------ Given entries

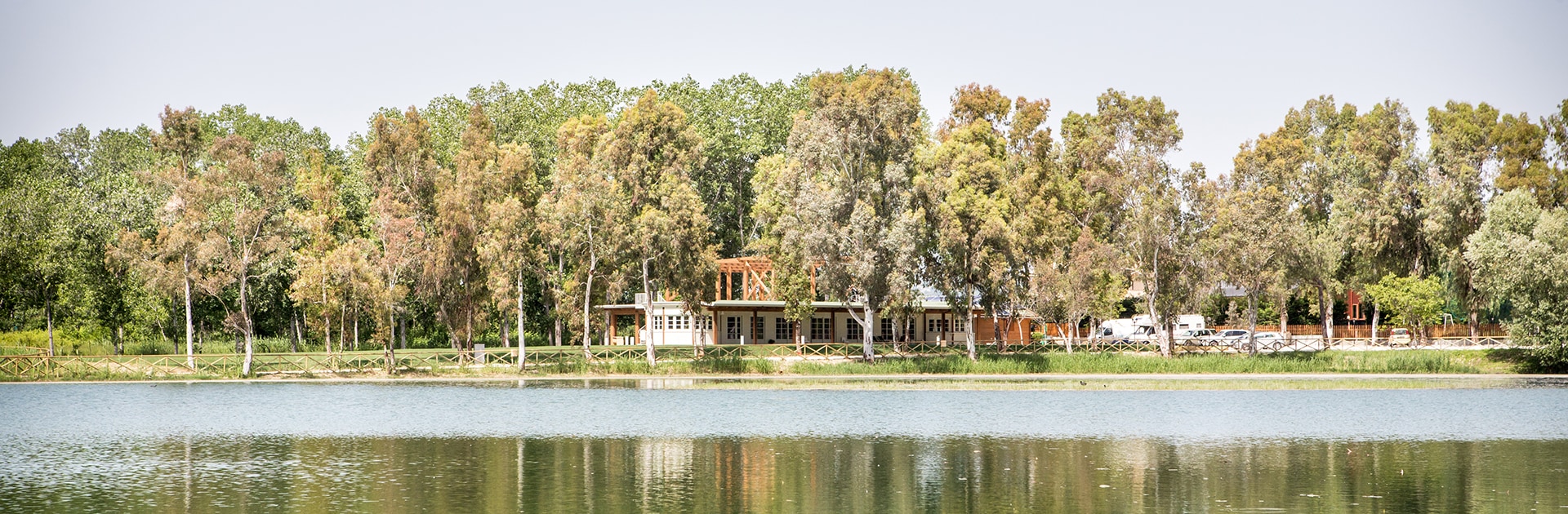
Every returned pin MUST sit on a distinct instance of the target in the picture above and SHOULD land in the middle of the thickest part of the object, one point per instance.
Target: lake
(676, 447)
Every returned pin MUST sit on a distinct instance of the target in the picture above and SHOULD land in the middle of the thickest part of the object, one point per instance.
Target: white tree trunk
(190, 325)
(648, 309)
(521, 340)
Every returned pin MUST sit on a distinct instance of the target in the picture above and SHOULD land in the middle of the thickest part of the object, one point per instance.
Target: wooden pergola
(755, 277)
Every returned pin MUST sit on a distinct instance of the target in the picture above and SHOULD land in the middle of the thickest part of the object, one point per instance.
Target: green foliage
(1521, 257)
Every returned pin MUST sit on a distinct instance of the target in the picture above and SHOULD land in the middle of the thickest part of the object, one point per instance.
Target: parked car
(1198, 337)
(1271, 340)
(1233, 337)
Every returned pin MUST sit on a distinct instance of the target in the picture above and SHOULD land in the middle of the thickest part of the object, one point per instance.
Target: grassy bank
(1411, 361)
(737, 364)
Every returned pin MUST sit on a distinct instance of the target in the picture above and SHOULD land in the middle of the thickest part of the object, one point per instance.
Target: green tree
(1410, 301)
(242, 204)
(783, 195)
(1454, 201)
(855, 151)
(581, 215)
(1142, 201)
(664, 228)
(963, 192)
(1521, 257)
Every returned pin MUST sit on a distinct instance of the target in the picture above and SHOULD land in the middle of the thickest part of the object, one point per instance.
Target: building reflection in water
(784, 475)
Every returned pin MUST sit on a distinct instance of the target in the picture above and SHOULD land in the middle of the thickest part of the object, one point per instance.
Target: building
(745, 312)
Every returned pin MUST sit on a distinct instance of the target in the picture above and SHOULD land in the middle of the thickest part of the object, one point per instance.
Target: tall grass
(1429, 361)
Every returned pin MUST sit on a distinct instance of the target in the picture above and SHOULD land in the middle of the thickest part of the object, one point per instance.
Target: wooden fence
(1365, 331)
(32, 367)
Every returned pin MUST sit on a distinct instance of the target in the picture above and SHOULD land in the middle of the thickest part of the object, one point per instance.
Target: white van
(1142, 328)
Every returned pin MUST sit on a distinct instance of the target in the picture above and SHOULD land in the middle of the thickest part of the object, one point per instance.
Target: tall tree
(1521, 256)
(581, 215)
(664, 229)
(963, 192)
(1462, 157)
(1377, 209)
(320, 226)
(857, 149)
(400, 170)
(1145, 202)
(509, 240)
(243, 237)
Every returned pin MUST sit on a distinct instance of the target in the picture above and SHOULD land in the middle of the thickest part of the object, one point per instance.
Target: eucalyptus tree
(1521, 256)
(1377, 209)
(243, 237)
(963, 192)
(661, 224)
(320, 223)
(855, 149)
(784, 197)
(1303, 158)
(168, 259)
(509, 238)
(579, 215)
(1525, 160)
(1463, 158)
(1247, 248)
(741, 121)
(1145, 202)
(400, 170)
(39, 212)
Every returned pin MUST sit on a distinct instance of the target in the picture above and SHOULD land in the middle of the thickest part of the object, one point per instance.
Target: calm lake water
(615, 447)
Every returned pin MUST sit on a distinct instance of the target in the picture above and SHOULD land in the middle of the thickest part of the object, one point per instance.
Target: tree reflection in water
(784, 475)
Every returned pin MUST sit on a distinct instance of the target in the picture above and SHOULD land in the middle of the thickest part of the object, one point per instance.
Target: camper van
(1142, 328)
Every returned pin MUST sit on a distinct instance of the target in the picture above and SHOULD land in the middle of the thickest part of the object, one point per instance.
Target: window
(821, 328)
(733, 328)
(938, 325)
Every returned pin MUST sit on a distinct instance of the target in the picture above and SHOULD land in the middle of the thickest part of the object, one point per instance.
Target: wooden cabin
(745, 312)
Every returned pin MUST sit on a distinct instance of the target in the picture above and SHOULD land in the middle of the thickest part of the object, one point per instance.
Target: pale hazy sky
(1230, 68)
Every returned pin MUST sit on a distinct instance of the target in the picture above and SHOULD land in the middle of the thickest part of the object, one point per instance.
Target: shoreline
(946, 381)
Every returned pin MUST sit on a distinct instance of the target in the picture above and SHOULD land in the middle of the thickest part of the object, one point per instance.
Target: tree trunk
(391, 353)
(867, 339)
(1252, 323)
(593, 267)
(49, 325)
(1474, 325)
(1377, 312)
(648, 309)
(190, 326)
(523, 357)
(969, 331)
(248, 330)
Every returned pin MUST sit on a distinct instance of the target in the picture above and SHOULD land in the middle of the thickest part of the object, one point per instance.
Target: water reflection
(782, 475)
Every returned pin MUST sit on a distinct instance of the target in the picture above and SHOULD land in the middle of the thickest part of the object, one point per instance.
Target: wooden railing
(32, 367)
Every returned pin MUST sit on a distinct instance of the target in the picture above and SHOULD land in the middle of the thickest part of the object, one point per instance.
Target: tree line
(509, 214)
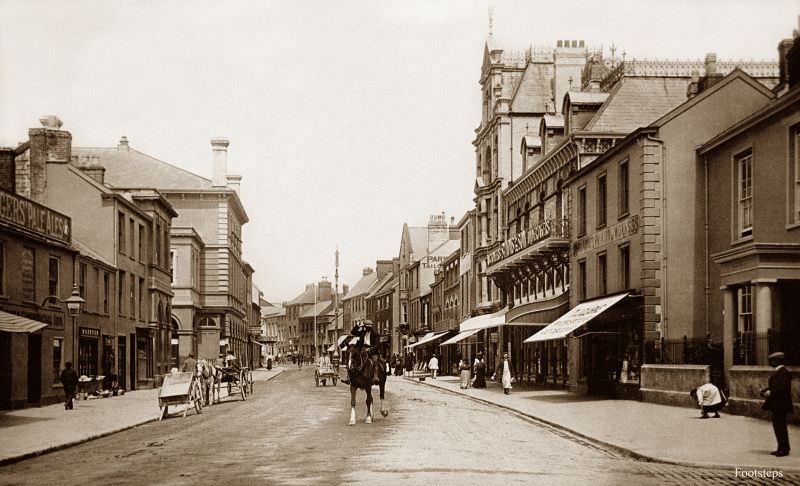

------------

# What you should do
Return every line of the records above that contains the word "green", copying each line in full.

# Task response
Target: green foliage
Target: green tree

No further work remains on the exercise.